── TEXT TO READ
Files
Homelab/docs/reviews/SWARM_STACK_REVIEW.md

11 KiB

Docker Swarm Stack Files - Review & Recommendations

Overview

Reviewed 9 Docker Swarm stack files totaling ~24KB of configuration. Found critical security issues, configuration inconsistencies, and optimization opportunities.


🔴 Critical Issues

1. Hardcoded Secrets in Plain Text

Files Affected: full-stack-complete.yml, monitoring-stack.yml

Problems:

# Line 96: Paperless DB password in plain text
- PAPERLESS_DBPASS=paperless

# Line 98: Hardcoded secret key
- PAPERLESS_SECRET_KEY=change-me-please-to-something-secure

# Line 52: Grafana admin password exposed
- GF_SECURITY_ADMIN_PASSWORD=change-me-please

Risk: Anyone with access to the repo can see credentials. These will be in Docker configs and logs.

Fix: Use Docker secrets:

secrets:
  paperless_db_password:
    external: true
  paperless_secret_key:
    external: true
  grafana_admin_password:
    external: true

services:
  paperless:
    secrets:
      - paperless_db_password
      - paperless_secret_key
    environment:
      - PAPERLESS_DBPASS_FILE=/run/secrets/paperless_db_password
      - PAPERLESS_SECRET_KEY_FILE=/run/secrets/paperless_secret_key

2. Missing Health Checks

Files Affected: All stack files

Problem: No services have health checks configured, meaning:

  • Swarm can't detect unhealthy containers
  • Auto-restart won't work properly
  • Load balancers may route to failing instances

Fix: Add health checks to critical services:

services:
  paperless:
    healthcheck:
      test: ["CMD", "curl", "-f", "http://localhost:8000/health"]
      interval: 30s
      timeout: 10s
      retries: 3
      start_period: 60s

3. Incorrect node-exporter Command

File: monitoring-stack.yml:111-114

Problem:

command:
  - '--config.file=/etc/prometheus/prometheus.yml'  # Wrong! This is for Prometheus
  - '--storage.tsdb.path=/prometheus'              # Wrong!
────
── DATASET SECTION
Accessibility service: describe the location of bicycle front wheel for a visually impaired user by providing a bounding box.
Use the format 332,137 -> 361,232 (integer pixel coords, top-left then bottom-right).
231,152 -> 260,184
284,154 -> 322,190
────
Summarize the Docker Swarm review in two sentences. The material comes from a different source than the Docker Swarm review.

TASK RESULT = The review covers 9 Docker Swarm stack files totaling about 24KB and reports critical security issues, configuration inconsistencies, and optimization opportunities. It flags passwords and a secret key stored in plain text in full-stack-complete.yml and monitoring-stack.yml, recommending Docker secrets instead, and notes that no services have health checks configured, recommending that they be added to critical services.